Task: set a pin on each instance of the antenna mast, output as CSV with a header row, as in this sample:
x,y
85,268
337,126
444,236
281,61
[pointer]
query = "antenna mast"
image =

● **THE PROBLEM**
Can you reproduce the listing above line for line, with every character unchanged?

● **COMPLETED EXERCISE**
Task: set a pin on each instance of the antenna mast, output as CSV with a header row, as in this sample:
x,y
85,268
337,126
444,236
281,61
[pointer]
query = "antenna mast"
image =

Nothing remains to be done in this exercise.